The records below are to be transcribed exactly from their first line to the line that has "positive clicks: (190, 297)", inclusive, with every picture omitted.

****************

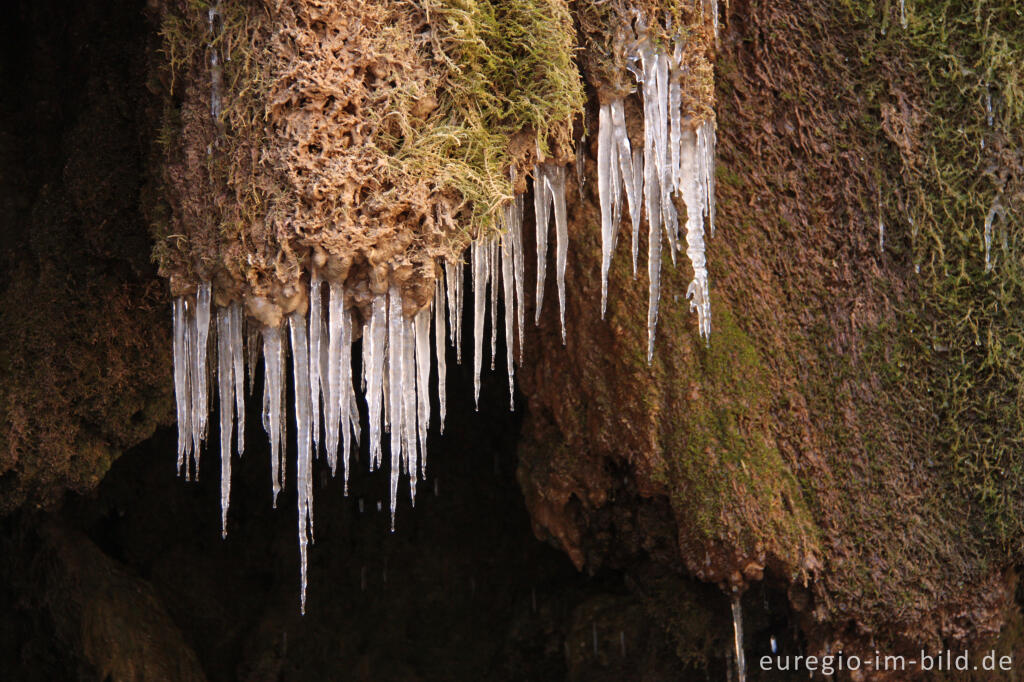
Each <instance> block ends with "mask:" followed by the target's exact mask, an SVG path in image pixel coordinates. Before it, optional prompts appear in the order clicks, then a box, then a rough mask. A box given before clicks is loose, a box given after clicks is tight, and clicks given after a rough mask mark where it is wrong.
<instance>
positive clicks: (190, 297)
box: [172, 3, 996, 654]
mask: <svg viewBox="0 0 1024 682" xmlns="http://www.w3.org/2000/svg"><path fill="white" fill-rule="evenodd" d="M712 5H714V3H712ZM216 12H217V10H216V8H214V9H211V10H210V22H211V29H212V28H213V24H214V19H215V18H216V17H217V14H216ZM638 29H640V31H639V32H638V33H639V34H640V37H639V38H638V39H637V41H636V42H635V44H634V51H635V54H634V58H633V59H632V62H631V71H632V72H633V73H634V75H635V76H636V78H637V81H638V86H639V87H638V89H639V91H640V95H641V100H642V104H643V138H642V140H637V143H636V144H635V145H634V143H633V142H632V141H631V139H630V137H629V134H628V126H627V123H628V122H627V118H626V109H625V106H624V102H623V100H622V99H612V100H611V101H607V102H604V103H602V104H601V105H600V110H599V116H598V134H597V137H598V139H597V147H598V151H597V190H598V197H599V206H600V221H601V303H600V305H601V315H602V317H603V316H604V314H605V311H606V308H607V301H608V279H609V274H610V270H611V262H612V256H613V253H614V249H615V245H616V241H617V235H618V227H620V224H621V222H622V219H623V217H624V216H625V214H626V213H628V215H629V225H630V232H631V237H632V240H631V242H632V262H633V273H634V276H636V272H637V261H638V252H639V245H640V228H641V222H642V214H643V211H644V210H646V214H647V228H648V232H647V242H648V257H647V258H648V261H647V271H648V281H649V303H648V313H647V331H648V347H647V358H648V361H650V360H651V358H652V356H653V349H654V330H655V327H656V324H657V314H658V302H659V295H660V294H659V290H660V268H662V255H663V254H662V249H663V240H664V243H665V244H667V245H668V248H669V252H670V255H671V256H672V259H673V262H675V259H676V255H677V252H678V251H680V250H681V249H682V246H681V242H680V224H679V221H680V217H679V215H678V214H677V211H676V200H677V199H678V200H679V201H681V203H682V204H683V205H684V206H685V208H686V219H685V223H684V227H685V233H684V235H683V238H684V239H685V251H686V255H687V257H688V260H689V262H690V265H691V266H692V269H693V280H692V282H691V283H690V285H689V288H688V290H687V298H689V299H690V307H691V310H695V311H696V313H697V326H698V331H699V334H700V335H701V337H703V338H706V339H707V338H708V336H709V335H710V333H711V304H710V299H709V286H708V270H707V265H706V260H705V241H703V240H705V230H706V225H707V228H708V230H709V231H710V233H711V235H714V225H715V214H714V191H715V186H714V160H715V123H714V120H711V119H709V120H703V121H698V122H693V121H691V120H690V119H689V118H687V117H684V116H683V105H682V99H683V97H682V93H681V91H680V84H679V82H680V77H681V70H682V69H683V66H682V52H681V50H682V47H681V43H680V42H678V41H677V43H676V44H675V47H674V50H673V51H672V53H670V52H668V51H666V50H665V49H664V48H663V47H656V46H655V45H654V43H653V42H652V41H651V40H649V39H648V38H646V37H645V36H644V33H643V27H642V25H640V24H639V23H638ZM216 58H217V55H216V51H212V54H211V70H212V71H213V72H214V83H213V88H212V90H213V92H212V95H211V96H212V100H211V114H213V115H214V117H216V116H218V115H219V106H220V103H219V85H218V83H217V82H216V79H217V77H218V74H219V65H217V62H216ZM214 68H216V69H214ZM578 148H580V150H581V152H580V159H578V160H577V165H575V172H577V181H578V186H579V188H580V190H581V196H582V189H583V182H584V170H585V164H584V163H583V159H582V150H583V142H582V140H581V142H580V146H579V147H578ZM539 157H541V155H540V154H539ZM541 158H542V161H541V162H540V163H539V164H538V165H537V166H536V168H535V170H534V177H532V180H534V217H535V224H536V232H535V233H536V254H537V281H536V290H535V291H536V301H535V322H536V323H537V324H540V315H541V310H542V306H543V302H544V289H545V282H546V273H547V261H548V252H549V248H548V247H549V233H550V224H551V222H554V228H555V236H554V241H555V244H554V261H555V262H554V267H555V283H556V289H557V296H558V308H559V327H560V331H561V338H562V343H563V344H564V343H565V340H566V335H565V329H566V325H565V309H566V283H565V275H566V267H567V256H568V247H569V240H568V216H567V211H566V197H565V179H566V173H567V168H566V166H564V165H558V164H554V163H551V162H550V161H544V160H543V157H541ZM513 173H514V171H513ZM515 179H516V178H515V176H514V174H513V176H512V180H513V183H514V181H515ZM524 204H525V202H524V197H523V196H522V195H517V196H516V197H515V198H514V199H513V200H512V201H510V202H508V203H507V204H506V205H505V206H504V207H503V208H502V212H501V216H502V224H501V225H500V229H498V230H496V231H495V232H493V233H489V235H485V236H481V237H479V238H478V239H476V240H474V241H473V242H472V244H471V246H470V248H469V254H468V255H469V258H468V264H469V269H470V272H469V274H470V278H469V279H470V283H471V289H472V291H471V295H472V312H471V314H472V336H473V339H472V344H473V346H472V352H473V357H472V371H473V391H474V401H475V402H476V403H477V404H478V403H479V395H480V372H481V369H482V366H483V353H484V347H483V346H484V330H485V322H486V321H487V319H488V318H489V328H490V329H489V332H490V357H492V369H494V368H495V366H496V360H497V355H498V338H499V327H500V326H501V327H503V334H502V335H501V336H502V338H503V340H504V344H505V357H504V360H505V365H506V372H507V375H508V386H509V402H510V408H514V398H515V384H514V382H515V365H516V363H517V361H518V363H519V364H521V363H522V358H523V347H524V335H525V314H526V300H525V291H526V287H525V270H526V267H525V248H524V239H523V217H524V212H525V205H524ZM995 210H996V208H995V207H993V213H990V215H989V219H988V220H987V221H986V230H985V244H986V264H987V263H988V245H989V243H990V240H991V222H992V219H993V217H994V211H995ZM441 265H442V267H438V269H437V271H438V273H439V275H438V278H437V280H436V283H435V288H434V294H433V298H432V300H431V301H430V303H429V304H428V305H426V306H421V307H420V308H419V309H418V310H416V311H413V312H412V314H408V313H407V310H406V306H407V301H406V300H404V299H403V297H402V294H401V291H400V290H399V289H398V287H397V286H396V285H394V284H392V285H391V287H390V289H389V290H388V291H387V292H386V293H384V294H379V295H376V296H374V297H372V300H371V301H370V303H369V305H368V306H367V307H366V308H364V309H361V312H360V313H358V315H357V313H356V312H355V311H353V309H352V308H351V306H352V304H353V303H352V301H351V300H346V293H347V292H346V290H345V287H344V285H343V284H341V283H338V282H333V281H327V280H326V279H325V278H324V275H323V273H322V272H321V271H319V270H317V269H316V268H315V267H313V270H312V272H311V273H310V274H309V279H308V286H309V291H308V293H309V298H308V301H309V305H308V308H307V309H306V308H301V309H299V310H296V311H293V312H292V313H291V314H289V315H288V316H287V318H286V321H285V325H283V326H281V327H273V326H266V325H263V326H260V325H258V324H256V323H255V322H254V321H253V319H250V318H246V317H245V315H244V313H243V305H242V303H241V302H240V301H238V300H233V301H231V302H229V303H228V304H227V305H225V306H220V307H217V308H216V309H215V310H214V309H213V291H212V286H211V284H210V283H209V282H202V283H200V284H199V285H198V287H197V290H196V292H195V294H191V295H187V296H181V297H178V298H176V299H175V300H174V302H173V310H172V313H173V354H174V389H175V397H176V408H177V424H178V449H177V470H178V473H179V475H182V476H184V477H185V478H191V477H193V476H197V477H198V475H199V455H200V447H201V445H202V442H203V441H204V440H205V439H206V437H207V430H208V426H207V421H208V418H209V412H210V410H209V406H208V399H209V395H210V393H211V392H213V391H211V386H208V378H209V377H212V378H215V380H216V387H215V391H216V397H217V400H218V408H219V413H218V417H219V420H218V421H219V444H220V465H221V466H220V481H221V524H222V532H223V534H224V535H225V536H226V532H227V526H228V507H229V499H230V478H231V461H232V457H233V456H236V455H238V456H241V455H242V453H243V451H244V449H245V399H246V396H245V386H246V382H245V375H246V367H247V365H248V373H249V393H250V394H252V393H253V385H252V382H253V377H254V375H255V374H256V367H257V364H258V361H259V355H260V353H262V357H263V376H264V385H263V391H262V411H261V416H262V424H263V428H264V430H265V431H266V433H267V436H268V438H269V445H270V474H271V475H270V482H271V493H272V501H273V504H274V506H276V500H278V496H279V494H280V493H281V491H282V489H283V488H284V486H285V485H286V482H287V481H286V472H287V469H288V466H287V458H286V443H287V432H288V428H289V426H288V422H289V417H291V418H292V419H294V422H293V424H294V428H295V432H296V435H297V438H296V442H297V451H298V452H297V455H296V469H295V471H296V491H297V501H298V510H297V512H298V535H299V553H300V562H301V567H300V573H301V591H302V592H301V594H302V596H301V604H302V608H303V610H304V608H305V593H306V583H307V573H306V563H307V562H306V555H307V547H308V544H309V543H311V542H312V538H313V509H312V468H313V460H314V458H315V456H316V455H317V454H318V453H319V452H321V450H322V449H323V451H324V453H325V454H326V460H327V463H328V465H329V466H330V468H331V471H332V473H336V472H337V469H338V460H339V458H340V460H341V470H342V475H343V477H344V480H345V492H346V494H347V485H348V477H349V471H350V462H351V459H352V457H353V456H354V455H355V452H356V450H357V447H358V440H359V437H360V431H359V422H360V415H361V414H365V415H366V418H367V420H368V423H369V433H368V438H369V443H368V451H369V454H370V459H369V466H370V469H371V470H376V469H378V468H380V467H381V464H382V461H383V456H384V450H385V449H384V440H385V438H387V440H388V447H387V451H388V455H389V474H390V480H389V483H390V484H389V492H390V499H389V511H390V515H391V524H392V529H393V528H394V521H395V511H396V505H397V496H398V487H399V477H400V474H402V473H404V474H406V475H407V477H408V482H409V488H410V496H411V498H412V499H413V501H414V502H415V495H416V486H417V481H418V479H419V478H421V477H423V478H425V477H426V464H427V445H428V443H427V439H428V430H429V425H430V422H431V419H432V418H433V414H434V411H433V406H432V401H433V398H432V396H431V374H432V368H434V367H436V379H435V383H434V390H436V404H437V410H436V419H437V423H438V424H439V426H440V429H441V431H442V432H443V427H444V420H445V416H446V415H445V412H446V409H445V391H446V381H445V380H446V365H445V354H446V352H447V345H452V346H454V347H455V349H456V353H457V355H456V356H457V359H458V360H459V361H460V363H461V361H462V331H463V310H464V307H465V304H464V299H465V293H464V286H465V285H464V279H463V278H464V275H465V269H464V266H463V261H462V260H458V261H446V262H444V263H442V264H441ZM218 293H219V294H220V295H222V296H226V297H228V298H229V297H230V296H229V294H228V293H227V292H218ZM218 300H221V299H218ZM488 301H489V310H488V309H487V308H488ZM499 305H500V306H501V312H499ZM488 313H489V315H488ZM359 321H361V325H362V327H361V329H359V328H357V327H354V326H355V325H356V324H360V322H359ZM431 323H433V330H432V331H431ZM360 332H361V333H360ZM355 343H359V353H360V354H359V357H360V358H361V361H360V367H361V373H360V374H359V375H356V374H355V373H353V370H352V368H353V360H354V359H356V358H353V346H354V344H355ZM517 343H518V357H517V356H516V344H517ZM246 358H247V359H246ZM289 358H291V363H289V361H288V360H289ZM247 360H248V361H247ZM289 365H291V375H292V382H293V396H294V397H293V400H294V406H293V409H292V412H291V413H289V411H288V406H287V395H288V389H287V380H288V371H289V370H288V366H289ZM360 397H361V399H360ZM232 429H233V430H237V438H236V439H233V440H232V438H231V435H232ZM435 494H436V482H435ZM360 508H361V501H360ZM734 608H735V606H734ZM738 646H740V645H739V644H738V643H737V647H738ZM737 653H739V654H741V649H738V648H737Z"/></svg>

****************

#### Output of the task:
Each <instance> block ends with "mask:" followed by the target's exact mask, an SVG path in image pixel coordinates. Before it, optional prompts appear in the order clicks, then a box, then a rough mask. A box given before clicks is loose, a box given after clicks is tight, and clicks given after a rough mask mark where it is wrong.
<instance>
positive clicks: (190, 297)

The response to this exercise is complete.